#### RECORDED DATA

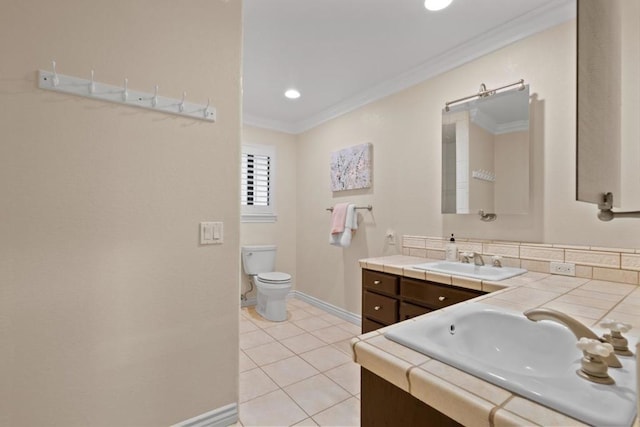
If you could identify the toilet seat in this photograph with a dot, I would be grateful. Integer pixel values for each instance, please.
(274, 278)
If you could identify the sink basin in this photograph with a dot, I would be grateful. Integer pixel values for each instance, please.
(537, 360)
(482, 272)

########

TASK TO COMPLETE: Output every row above verbatim, line for line, leaving out the pictures.

REPLY TO THE TASK:
If you could identify the toilet seat in this photograph with a dot, I would be grateful. Integer pixel values for each instance, please.
(274, 278)
If you could identify the sink basin in this photograph with a dot, I would be grateful. Integer pixel values for each instance, please.
(537, 360)
(482, 272)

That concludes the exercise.